Material shown Block Start

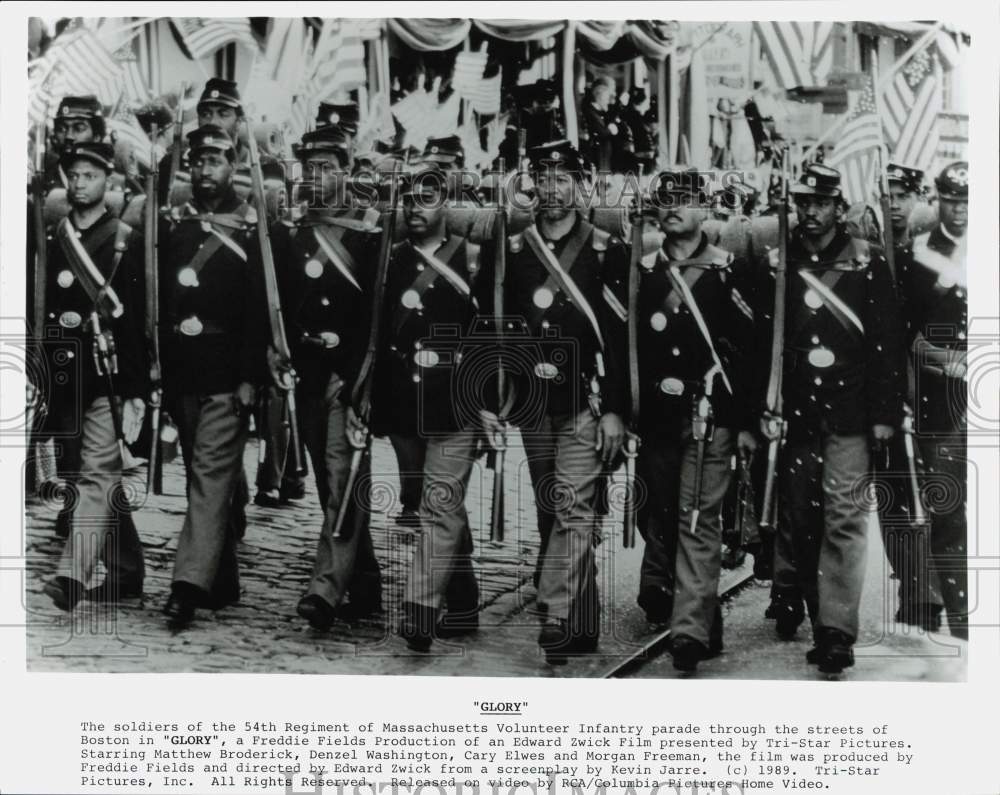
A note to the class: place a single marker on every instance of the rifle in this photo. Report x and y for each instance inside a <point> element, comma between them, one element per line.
<point>884,202</point>
<point>631,449</point>
<point>362,392</point>
<point>154,472</point>
<point>702,429</point>
<point>176,146</point>
<point>499,442</point>
<point>773,398</point>
<point>278,338</point>
<point>41,266</point>
<point>919,515</point>
<point>38,217</point>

Material shown Block End

_Exercise_
Without changing a word, retype every entry above, but drop its pictures.

_Reply to the task_
A note to the class: place a single marker on every instance of the rifle in this photo. Report x and y for each instance inside a <point> element, comma between them, one element per line.
<point>884,202</point>
<point>631,449</point>
<point>362,392</point>
<point>154,472</point>
<point>702,429</point>
<point>176,146</point>
<point>499,442</point>
<point>773,398</point>
<point>278,338</point>
<point>41,266</point>
<point>919,515</point>
<point>38,217</point>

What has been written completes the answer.